** Requirement **
Copy out the whole listing below line for line, changing nothing.

** Data lines **
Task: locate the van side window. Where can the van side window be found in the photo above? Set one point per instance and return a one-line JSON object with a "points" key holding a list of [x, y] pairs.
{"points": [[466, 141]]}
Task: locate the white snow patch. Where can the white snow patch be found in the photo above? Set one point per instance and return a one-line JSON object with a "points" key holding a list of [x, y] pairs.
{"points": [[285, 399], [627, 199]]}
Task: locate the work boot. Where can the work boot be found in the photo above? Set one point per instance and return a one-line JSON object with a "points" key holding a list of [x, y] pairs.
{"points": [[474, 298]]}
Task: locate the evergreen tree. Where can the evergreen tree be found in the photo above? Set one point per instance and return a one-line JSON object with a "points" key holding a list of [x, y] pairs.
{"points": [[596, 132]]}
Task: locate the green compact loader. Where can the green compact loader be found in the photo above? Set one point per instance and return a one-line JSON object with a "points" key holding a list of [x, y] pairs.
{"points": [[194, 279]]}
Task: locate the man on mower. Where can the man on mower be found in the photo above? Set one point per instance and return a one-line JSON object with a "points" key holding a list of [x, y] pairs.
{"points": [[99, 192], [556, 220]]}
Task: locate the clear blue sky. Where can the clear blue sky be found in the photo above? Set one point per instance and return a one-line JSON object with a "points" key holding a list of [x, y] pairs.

** Output below **
Task: locate the van side window. Where can the van side window be found in the photo above? Set one point per instance and return a one-line JSON object with a "points" key holding a list of [x, y] pairs.
{"points": [[466, 141]]}
Task: locate the white snow patch. Where can the white snow patch be found in the photo above? Set one point per instance and return a one-line JSON object with a "points" key holding a list of [x, y] pairs.
{"points": [[285, 399], [627, 199]]}
Task: locate the work boot. Where can the work boot be found in the photo above? Set one point per instance and return a one-line JSON object with a "points" key holding a list of [x, y] pairs.
{"points": [[474, 298]]}
Task: locate the evergreen tree. Where can the evergreen tree be found in the photo above? Set one point per instance and return a one-line JSON object with a "points" key holding a list of [x, y] pairs.
{"points": [[596, 132]]}
Task: locate the green compact loader. Where can the green compact loader be found in the photo above? Set one point per instance and return a one-line JSON object with a "points" key holding a list of [x, y] pairs.
{"points": [[194, 279]]}
Task: locate the man on mower. Where can the man on mower be found in the photo above? Set one point per instance and return a one-line JSON object with a "points" key holding a list of [x, y] pairs.
{"points": [[99, 192], [556, 220]]}
Task: locate the clear blue sky. Where can the clear blue sky be found in the photo above? Set one point per instance and return a one-line JSON object with a "points" key holding a list of [x, y] pairs.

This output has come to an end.